Vorliegender Text
---------------

Im Juni 2023 hat das Europäische Parlament seine Verhandlungsposition zum Vorschlag der Europäischen Kommission für eine Verordnung zur Festlegung harmonisierter Regeln für künstliche Intelligenz (KI), den AI Act, angenommen. Ziel ist es, bis Anfang 2024 eine Einigung über eine endgültige Fassung des Textes zu erzielen. Nach seiner Verabschiedung wird der AI Act der erste umfassende Rechtsrahmen für KI-Systeme in der Europäischen Union sein und für eine Vielzahl von Sektoren relevant sein. Martina Gavalec und Oliver Werner von CMS beantworten die wichtigsten Fragen, die sich Unternehmen derzeit zu diesem Thema stellen.

Warum ist der AI Act aus Sicht der EU wichtig und was sind die wesentlichen Inhalte?

Martina Gavalec: Die Europäische Union will mit dem AI Act sicherstellen, dass die in der EU eingesetzten KI-Systeme sicher, transparent, nachvollziehbar, diskriminierungsfrei und umweltfreundlich sind. Der aktuelle Entwurf legt Compliance-Regeln für die Entwicklung, Vermarktung und Nutzung von KI-Systemen in allen Geschäftsbereichen und Branchen fest. Dabei wird ein risikobasierter Ansatz zur Einstufung von KI-Systemen verfolgt. Vereinfacht ausgedrückt: Je höher das Risiko, das von einem KI-System ausgeht, desto strenger sind die Compliance-Verpflichtungen für Unternehmen. Die Nichteinhaltung dieser Verpflichtungen wird streng geahndet. Die derzeit vorgesehenen Bußgelder liegen sogar noch über den hohen Bußgeldern der Datenschutz-Grundverordnung (DSGVO). Wir erwarten daher, dass der AI Act spürbare Auswirkungen auf Unternehmen haben wird, die KI herstellen, vertreiben und nutzen.

---------------

Datenteil

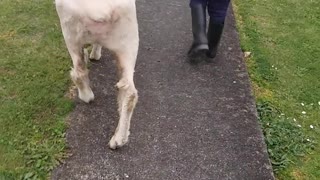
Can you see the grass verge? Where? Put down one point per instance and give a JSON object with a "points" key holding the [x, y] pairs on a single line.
{"points": [[33, 80], [283, 36]]}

---------------

Aufgabenstellung
[1] Welche Eigenschaften sollen die in der EU eingesetzten KI-Systeme laut dem Text über den AI Act haben? Nennen Sie alle.
[2] Führen Sie den Text über den AI Act im Anschluss an seinen letzten Satz weiter.

Lösungen je Aufgabe
[1] sicher, transparent, nachvollziehbar, diskriminierungsfrei, umweltfreundlich

[2]
Wie ist der Stand des Gesetzgebungsverfahrens und wann ist mit der Verabschiedung des AI Act zu rechnen?

Oliver Werner: Der AI Act wurde ursprünglich von der Europäischen Kommission im April 2021 vorgeschlagen und vom Europäischen Rat im darauffolgenden Jahr angenommen. Anschließend nahm das Europäische Parlament seine Verhandlungsposition im Juni 2023 auf. Nun werden die Europäische Kommission, der Ministerrat und das Parlament die letzten Details aushandeln, bevor die Richtlinie in Kraft treten kann. Diese Trilog-Verhandlung – so werden Verhandlungen zwischen drei Parteien genannt – steht kurz vor dem Abschluss. Wir rechnen also damit, dass die Verordnung Ende dieses Jahres oder Anfang 2024 verkündet wird. Somit befindet sich die Verordnung in der allerletzten Phase des Gesetzgebungsverfahrens. Aber auch wenn sie noch nicht ausverhandelt ist, sind die Konturen der Vorschriften für Unternehmen gut erkennbar. Es lohnt sich daher bereits jetzt, sich mit dem AI Act vertraut zu machen.

Sie sprachen vorhin von einem risikobasierten Ansatz. Können Sie uns das noch genauer erklären?

Gavalec: Mit dem AI Act wird der sogenannte risikobasierte Ansatz eingeführt, der KI-Systeme in vier Risikokategorien einteilt: KI-Systeme mit minimalem Risiko, mit geringem Risiko, mit hohem Risiko und verbotene KI-Systeme. Je höher das Risiko ist, desto mehr Maßnahmen zur Risikoprävention gibt es. Bei KI-Systemen mit geringerem Risiko liegt der Schwerpunkt auf Transparenzpflichten. Mit diesen soll sichergestellt werden, dass die Nutzerinnen und Nutzer wissen, dass sie mit einer KI-Anwendung und nicht mit einem Menschen interagieren. Die meisten Anforderungen des AI Act gelten für KI-Systeme mit hohem Risiko. Gemäß dem übergreifenden Ansatz werden KI-Systeme mit hohem Risiko vor dem Inverkehrbringen oder der Verwendung einer Konformitätsbewertung unterzogen. Die Verpflichtungen, die für hochriskante KI-Systeme gelten, werden den Entwicklern, Importeuren, Händlern und Nutzern solcher Systeme auferlegt. Die höchste Risikokategorie führt zu einem vollständigen Verbot des Einsatzes von KI-Systemen.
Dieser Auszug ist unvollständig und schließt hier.